- [WHAT IS ASKED] Turn the entries below into a Markdown table with two columns, Row and Line. Number each line in Row, put its text in Line, and leave out blank lines.

- [ROWS]

====

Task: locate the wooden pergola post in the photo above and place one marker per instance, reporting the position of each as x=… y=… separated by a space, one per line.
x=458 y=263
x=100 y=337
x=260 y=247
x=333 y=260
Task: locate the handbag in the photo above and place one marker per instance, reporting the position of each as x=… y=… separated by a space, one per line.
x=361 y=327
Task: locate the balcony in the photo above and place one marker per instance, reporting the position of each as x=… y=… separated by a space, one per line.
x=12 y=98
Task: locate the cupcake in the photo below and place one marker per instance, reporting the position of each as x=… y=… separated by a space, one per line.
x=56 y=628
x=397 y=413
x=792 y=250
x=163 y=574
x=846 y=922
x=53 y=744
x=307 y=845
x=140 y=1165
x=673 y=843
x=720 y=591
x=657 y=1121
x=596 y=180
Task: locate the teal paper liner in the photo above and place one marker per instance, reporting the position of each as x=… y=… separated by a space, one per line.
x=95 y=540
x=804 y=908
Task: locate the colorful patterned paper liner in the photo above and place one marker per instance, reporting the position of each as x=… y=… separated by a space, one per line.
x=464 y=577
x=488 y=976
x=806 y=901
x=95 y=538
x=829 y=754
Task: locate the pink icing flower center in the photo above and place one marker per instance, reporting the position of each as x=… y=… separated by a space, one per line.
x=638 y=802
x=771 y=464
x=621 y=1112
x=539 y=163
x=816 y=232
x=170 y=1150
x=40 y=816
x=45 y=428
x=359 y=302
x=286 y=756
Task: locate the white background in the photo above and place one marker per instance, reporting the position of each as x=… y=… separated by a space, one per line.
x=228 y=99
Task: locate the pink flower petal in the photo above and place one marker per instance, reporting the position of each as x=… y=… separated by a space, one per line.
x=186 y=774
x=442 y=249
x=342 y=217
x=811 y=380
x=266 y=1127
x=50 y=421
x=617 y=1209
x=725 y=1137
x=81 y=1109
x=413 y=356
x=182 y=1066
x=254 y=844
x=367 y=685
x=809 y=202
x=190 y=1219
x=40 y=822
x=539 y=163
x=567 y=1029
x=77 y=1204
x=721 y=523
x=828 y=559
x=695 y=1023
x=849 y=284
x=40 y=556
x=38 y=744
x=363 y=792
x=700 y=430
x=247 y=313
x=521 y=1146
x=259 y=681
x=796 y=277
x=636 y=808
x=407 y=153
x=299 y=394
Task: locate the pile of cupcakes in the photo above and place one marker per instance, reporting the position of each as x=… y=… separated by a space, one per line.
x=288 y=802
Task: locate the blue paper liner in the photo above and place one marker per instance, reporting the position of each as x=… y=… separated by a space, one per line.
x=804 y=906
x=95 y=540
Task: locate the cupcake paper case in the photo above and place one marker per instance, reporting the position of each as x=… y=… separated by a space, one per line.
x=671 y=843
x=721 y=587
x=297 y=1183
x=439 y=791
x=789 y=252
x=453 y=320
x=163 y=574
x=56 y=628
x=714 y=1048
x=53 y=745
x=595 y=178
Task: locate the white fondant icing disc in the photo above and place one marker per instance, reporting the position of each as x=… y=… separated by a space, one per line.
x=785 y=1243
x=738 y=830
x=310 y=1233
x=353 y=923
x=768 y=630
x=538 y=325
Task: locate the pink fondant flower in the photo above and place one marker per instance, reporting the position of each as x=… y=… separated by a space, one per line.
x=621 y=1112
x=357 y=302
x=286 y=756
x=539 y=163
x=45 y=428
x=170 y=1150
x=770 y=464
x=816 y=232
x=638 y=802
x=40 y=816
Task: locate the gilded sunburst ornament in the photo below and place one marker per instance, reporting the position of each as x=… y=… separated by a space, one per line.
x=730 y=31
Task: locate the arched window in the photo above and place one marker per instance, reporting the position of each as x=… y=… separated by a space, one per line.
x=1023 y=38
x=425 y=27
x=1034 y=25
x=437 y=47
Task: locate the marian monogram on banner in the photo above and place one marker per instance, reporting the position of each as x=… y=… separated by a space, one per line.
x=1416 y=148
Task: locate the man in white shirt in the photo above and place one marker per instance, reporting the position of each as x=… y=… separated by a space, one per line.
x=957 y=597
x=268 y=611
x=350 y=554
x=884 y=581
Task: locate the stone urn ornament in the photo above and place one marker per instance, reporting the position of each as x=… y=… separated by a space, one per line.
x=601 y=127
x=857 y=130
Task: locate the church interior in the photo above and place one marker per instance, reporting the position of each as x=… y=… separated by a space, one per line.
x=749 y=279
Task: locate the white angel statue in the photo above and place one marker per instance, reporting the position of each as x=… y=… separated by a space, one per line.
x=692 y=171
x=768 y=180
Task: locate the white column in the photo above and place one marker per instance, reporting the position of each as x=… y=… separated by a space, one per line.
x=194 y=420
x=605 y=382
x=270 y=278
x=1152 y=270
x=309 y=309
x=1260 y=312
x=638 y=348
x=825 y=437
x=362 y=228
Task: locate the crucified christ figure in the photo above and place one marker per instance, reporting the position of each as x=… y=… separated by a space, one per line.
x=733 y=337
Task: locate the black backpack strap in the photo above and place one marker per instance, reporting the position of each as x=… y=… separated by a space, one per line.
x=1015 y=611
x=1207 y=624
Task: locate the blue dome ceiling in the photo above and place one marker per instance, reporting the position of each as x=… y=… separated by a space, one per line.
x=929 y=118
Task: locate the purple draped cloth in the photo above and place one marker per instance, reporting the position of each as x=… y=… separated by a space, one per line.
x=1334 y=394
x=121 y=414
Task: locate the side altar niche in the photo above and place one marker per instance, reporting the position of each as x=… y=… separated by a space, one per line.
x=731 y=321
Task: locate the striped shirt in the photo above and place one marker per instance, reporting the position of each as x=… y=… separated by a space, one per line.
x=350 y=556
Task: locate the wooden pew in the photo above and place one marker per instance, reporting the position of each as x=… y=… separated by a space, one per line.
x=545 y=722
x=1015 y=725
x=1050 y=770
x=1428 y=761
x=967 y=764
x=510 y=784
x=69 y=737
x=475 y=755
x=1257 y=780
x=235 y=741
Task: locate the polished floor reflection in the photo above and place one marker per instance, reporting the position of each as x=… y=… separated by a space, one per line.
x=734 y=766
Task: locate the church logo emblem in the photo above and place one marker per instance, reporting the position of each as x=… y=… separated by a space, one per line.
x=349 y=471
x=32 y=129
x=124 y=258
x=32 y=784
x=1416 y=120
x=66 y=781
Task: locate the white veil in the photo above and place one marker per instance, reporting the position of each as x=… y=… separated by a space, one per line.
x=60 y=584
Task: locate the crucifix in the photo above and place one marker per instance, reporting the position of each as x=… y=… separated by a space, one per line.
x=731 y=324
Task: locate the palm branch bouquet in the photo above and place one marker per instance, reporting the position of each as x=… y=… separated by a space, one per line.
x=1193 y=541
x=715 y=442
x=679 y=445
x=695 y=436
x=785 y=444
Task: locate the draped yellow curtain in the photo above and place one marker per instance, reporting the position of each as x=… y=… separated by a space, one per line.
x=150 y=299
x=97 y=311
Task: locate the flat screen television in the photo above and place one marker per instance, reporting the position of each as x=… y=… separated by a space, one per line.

====

- [SOLUTION]
| Row | Line |
|---|---|
| 1 | Task: locate the wooden pergola post in the photo above and place one marker per instance, reporting the position of each as x=… y=… separated by a space, one per line. |
| 2 | x=458 y=263 |
| 3 | x=100 y=337 |
| 4 | x=260 y=247 |
| 5 | x=333 y=260 |
| 6 | Task: locate the handbag in the photo above and place one marker per instance, reporting the position of each as x=… y=… separated by a space, one per line. |
| 7 | x=361 y=327 |
| 8 | Task: locate the balcony in the photo above and place one marker per instance, reporting the position of each as x=… y=… separated by a space, one per line. |
| 9 | x=12 y=98 |
| 10 | Task: locate the cupcake in the photo below and place one marker per instance, reporting the position of each as x=… y=… separated by a space, one per line. |
| 11 | x=56 y=628 |
| 12 | x=397 y=413 |
| 13 | x=792 y=250 |
| 14 | x=163 y=574 |
| 15 | x=846 y=922 |
| 16 | x=53 y=744 |
| 17 | x=307 y=845 |
| 18 | x=140 y=1165 |
| 19 | x=673 y=843 |
| 20 | x=720 y=591 |
| 21 | x=657 y=1121 |
| 22 | x=596 y=180 |
| 23 | Task: locate the teal paper liner in the photo above and place one marker per instance, reporting the position of each as x=… y=… separated by a space, one per line. |
| 24 | x=95 y=540 |
| 25 | x=804 y=908 |
| 26 | Task: locate the colorful patterned paper liner in the photo above and place one marker per instance, reporting the position of each as x=… y=… separated by a space, one per line. |
| 27 | x=464 y=577 |
| 28 | x=488 y=976 |
| 29 | x=806 y=901 |
| 30 | x=95 y=538 |
| 31 | x=829 y=754 |
| 32 | Task: locate the pink icing flower center in the photo above and place one marker per instance, reporting the position of each as x=… y=… separated by a space, one per line. |
| 33 | x=638 y=802 |
| 34 | x=771 y=464 |
| 35 | x=621 y=1112 |
| 36 | x=539 y=163 |
| 37 | x=816 y=232 |
| 38 | x=170 y=1150 |
| 39 | x=40 y=816 |
| 40 | x=45 y=428 |
| 41 | x=359 y=302 |
| 42 | x=286 y=756 |
| 43 | Task: locate the white background in the photo above and place one marker per instance, reporting the position of each as x=… y=… separated by a space, one per line. |
| 44 | x=228 y=99 |
| 45 | Task: locate the pink flower petal in the photo above and place one marker per instance, reporting the position of each as x=… y=… separated by a space, one per line. |
| 46 | x=186 y=774 |
| 47 | x=442 y=249 |
| 48 | x=342 y=217 |
| 49 | x=811 y=380 |
| 50 | x=266 y=1127 |
| 51 | x=50 y=421 |
| 52 | x=617 y=1209 |
| 53 | x=725 y=1137 |
| 54 | x=81 y=1109 |
| 55 | x=413 y=356 |
| 56 | x=182 y=1066 |
| 57 | x=254 y=844 |
| 58 | x=367 y=685 |
| 59 | x=809 y=202 |
| 60 | x=190 y=1219 |
| 61 | x=40 y=822 |
| 62 | x=539 y=163 |
| 63 | x=567 y=1029 |
| 64 | x=77 y=1204 |
| 65 | x=721 y=523 |
| 66 | x=828 y=559 |
| 67 | x=695 y=1023 |
| 68 | x=849 y=284 |
| 69 | x=40 y=556 |
| 70 | x=38 y=744 |
| 71 | x=363 y=792 |
| 72 | x=700 y=430 |
| 73 | x=247 y=313 |
| 74 | x=521 y=1146 |
| 75 | x=259 y=681 |
| 76 | x=796 y=277 |
| 77 | x=636 y=808 |
| 78 | x=407 y=153 |
| 79 | x=299 y=394 |
| 80 | Task: locate the pile of cupcakes in the photo above and place one marker per instance, reporting the position of each as x=… y=… separated by a space, one per line. |
| 81 | x=288 y=802 |
| 82 | Task: locate the blue paper liner in the photo above and place one marker per instance, reporting the position of each as x=… y=… separated by a space, one per line. |
| 83 | x=804 y=906 |
| 84 | x=95 y=540 |
| 85 | Task: locate the cupcake paper case in the photo above and place one marker per instance, reporting the position of each as x=… y=… separated by a space, one per line. |
| 86 | x=671 y=843 |
| 87 | x=721 y=587 |
| 88 | x=297 y=1183 |
| 89 | x=439 y=791 |
| 90 | x=789 y=252 |
| 91 | x=453 y=320 |
| 92 | x=163 y=574 |
| 93 | x=56 y=628 |
| 94 | x=714 y=1048 |
| 95 | x=53 y=745 |
| 96 | x=595 y=178 |
| 97 | Task: locate the white fondant icing disc in the photo above and place one marker per instance, reporting the position of each as x=… y=… separated by a space, one per line. |
| 98 | x=785 y=1243 |
| 99 | x=738 y=830 |
| 100 | x=310 y=1233 |
| 101 | x=353 y=923 |
| 102 | x=768 y=630 |
| 103 | x=538 y=325 |
| 104 | Task: locate the pink fondant flower in the photo above and place one marker per instance, reporting the position of each as x=… y=… separated by a space, one per line. |
| 105 | x=621 y=1112 |
| 106 | x=357 y=302 |
| 107 | x=286 y=756 |
| 108 | x=539 y=163 |
| 109 | x=45 y=428 |
| 110 | x=170 y=1150 |
| 111 | x=770 y=464 |
| 112 | x=816 y=232 |
| 113 | x=638 y=802 |
| 114 | x=40 y=816 |
| 115 | Task: locate the gilded sunburst ornament in the photo below and place one marker per instance, reporting the position of each as x=… y=… separated by a space, one per line. |
| 116 | x=730 y=31 |
| 117 | Task: locate the arched window in the photo above and place one marker per instance, reporting the position of each as x=… y=… separated by a space, one per line. |
| 118 | x=1023 y=38 |
| 119 | x=425 y=27 |
| 120 | x=1034 y=25 |
| 121 | x=437 y=47 |
| 122 | Task: locate the marian monogram on banner in the photo above and place one marker per instance, reporting the position of each as x=… y=… separated by a space, one per line. |
| 123 | x=1416 y=148 |
| 124 | Task: locate the man in white shirt in the photo above and place one marker per instance, reporting the position of each as x=… y=… separated by a space, one per line. |
| 125 | x=957 y=597 |
| 126 | x=268 y=611 |
| 127 | x=350 y=554 |
| 128 | x=884 y=581 |
| 129 | Task: locate the stone urn ornament in the photo above and place one marker per instance, reporting the position of each as x=… y=… separated by a space, one per line. |
| 130 | x=601 y=127 |
| 131 | x=857 y=130 |
| 132 | Task: locate the church interior in the photo above and place one marker per instance, reporting the position of each as x=… y=… separated by a space, one per line. |
| 133 | x=749 y=279 |
| 134 | Task: locate the white angel statue in the photo above and place one marker per instance, reporting the position of each as x=… y=… separated by a space, one per line. |
| 135 | x=692 y=171 |
| 136 | x=768 y=180 |
| 137 | Task: locate the white column in the photo above and place one marker per instance, reporting the position of each as x=… y=… separated by a space, one per line. |
| 138 | x=194 y=420 |
| 139 | x=605 y=382 |
| 140 | x=270 y=278 |
| 141 | x=1152 y=270 |
| 142 | x=309 y=309 |
| 143 | x=1260 y=312 |
| 144 | x=638 y=348 |
| 145 | x=825 y=437 |
| 146 | x=362 y=228 |
| 147 | Task: locate the crucified christ figure in the photo above and place one marker per instance, reporting the position of each as x=… y=… separated by a space, one per line. |
| 148 | x=733 y=337 |
| 149 | Task: locate the black backpack strap in the photo above and place one marker per instance, reporting the position of each as x=… y=… separated by a space, one per line. |
| 150 | x=1015 y=611 |
| 151 | x=1207 y=624 |
| 152 | Task: locate the blue dome ceiling in the photo above and place one marker per instance, reporting the position of each as x=… y=… separated by a space, one per line. |
| 153 | x=929 y=118 |
| 154 | Task: locate the purple draped cloth in the photo above and place one marker per instance, reporting the position of each as x=… y=… separated by a space, one per line. |
| 155 | x=1334 y=394 |
| 156 | x=121 y=414 |
| 157 | Task: locate the side altar niche in the photo above and place one marker per instance, reporting the position of each as x=… y=… separated by a space, one per line. |
| 158 | x=731 y=321 |
| 159 | Task: locate the striped shirt in the photo above and place one marker per instance, reporting the position of each as x=… y=… separated by a space, one per line. |
| 160 | x=350 y=556 |
| 161 | Task: locate the wooden pew in the photo above and place one marker per instance, reporting the position of each as x=… y=… separated by a space, one per line. |
| 162 | x=545 y=722 |
| 163 | x=1015 y=725 |
| 164 | x=1050 y=770 |
| 165 | x=1428 y=761 |
| 166 | x=967 y=764 |
| 167 | x=510 y=784 |
| 168 | x=69 y=737 |
| 169 | x=475 y=755 |
| 170 | x=1257 y=780 |
| 171 | x=235 y=741 |
| 172 | Task: locate the polished floor reflection in the photo above and place one marker per instance, reporting the position of each as x=… y=… separated by a space, one per line. |
| 173 | x=734 y=766 |
| 174 | Task: locate the church logo emblem in the photo above and place one marker per instance, reporting the position of each as x=… y=… separated by a space, one per line. |
| 175 | x=349 y=471 |
| 176 | x=32 y=129 |
| 177 | x=124 y=258 |
| 178 | x=32 y=784 |
| 179 | x=1416 y=120 |
| 180 | x=66 y=781 |
| 181 | Task: locate the white veil in the photo above and place one marker per instance, reporting the position of each as x=… y=… separated by a space, one per line. |
| 182 | x=60 y=584 |
| 183 | Task: locate the crucifix in the photo above and place one marker per instance, reporting the position of each as x=… y=… separated by a space, one per line. |
| 184 | x=731 y=324 |
| 185 | Task: locate the palm branch bouquet in the photo above and place one marker per instance, reporting the position of each as x=… y=… separated by a space, one per line. |
| 186 | x=1193 y=541 |
| 187 | x=715 y=442 |
| 188 | x=679 y=445 |
| 189 | x=695 y=436 |
| 190 | x=785 y=444 |
| 191 | Task: locate the draped yellow curtain in the photo above and place one marker per instance, reporting the position of each as x=… y=… separated by a space, one per line. |
| 192 | x=150 y=299 |
| 193 | x=97 y=311 |
| 194 | Task: locate the flat screen television in the photo above and place one marker per instance, reporting the position of each as x=… y=… separated by a space, one per line. |